═══ Source extract ═══

Each year, I give "The Annamaria Paint Can" award to what I consider are the best gallery visual art exhibitions around the Greater Washington, DC capital area in the following categories:


Painting

Already quite a terrific painter, who started by painting large, haunting images and then went into a period of total abstraction, in 1999 Michael Sprouse's show at eklektikos gallery definately established him as one of Washington's top painters by delivering the best solo painting show in the city in 1999.

This year Sprouse completely re-invented himself and went into a whole new realm of using digitalized images as models for a new series of brilliant paintings. A news release to me called his work "digitalism" in the sense that the "ism" shows a new movement being created by Mr. Sprouse. This is a young, hot artist at the beginning of his career and still quite affordable.




Photography

Colby Caldwell was already on the road to becoming a respected emerging photographer with his haunting black and white images, which used various means to distort the image and achieve rather impressive visual effects. He has been known to photograph television screens through the silk of stockings and such in order to achieve darkly erotic effects.

His 1999 incredible show at Hemphill Fine Arts was a radical new road for this talented photographer. Using 8mm film images from an old home movie, he produced haunting color photographic images which easily became the best photography show of 1999.





Mixed Media/Installations

So 1999 looks like the "Year of Donovan." This talented installation artist followed her terrific show at Hemphill Fine Arts with an equally memorable installation at the Corcoran's Hemicycle Gallery and the oddly timed announcement that she was the only Washington artist selected for the sought-after Whitney Bienial.

═══ Data extract ═══

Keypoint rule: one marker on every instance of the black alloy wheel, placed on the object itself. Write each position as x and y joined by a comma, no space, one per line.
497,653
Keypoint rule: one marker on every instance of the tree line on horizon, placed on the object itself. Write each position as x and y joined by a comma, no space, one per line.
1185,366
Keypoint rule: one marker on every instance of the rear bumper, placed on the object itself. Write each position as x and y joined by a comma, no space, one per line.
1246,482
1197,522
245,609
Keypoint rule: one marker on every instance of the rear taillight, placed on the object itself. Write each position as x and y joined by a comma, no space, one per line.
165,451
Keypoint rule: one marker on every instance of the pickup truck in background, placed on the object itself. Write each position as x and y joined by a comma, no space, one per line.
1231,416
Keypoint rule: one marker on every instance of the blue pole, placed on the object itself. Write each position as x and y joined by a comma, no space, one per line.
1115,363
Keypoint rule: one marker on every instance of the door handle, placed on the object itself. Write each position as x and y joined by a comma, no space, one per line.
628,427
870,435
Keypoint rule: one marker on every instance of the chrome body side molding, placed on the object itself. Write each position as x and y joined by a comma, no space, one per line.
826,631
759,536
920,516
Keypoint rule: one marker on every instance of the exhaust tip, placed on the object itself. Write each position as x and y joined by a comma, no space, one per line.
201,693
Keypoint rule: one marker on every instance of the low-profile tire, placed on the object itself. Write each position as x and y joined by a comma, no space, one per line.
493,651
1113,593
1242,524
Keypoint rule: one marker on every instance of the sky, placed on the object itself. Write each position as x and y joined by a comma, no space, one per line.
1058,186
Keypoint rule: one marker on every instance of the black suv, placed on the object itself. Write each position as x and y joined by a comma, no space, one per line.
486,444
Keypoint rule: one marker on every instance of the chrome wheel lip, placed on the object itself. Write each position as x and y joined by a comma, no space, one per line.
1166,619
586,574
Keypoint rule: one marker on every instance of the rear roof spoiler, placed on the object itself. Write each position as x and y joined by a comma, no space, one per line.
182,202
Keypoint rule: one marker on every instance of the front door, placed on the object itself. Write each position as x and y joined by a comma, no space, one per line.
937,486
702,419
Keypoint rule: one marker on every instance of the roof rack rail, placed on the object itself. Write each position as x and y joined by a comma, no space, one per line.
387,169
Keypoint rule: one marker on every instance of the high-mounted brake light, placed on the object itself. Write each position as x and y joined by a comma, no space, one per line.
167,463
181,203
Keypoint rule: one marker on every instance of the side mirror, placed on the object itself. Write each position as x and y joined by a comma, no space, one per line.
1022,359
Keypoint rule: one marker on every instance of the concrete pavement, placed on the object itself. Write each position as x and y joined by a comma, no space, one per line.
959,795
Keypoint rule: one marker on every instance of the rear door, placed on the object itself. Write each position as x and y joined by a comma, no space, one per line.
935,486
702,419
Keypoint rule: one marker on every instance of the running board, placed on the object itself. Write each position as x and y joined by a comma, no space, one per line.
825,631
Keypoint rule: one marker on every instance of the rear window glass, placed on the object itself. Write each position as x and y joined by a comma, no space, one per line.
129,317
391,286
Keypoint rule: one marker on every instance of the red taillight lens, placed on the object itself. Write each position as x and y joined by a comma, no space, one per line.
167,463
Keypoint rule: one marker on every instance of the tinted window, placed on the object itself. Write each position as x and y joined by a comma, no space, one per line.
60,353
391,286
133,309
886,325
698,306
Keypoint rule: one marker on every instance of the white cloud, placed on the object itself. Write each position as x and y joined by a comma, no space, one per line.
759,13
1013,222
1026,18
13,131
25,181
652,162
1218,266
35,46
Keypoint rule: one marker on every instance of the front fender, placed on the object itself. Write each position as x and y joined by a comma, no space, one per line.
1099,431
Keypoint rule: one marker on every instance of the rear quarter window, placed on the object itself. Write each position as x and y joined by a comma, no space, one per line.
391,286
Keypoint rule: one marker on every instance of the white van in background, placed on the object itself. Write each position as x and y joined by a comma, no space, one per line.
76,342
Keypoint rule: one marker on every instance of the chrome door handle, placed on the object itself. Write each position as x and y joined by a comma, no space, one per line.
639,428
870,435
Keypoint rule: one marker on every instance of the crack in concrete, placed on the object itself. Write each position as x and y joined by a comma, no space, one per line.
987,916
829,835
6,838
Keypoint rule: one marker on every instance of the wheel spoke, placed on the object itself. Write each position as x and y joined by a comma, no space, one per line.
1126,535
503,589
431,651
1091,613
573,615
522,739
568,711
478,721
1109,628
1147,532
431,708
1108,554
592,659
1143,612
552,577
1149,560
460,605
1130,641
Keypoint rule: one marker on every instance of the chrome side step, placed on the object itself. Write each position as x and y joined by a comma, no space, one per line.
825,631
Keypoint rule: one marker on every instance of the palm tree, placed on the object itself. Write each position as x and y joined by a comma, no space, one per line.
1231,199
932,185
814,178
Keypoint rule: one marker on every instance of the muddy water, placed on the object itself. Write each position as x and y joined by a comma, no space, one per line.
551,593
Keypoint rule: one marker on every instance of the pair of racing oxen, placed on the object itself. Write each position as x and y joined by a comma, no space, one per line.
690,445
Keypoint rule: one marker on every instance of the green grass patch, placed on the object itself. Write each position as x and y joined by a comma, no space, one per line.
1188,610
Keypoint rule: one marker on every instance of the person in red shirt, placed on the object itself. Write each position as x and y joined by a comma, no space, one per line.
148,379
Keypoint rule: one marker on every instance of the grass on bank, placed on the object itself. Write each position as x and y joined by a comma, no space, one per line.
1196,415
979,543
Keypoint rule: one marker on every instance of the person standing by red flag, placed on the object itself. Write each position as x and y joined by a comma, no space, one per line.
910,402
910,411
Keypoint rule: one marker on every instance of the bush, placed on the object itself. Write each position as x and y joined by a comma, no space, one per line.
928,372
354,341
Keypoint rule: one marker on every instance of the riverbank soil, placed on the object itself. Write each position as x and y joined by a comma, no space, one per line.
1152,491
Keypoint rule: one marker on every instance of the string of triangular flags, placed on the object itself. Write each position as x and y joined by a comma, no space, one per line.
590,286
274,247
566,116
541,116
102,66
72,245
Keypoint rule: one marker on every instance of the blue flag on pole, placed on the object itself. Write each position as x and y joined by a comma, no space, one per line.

═══

Exercise: Write out the stretch of the exhibition awards text from "Mixed Media/Installations" through "sought-after Whitney Bienial.", word for word. None of the dataset entries are needed here.

The output:
Mixed Media/Installations

So 1999 looks like the "Year of Donovan." This talented installation artist followed her terrific show at Hemphill Fine Arts with an equally memorable installation at the Corcoran's Hemicycle Gallery and the oddly timed announcement that she was the only Washington artist selected for the sought-after Whitney Bienial.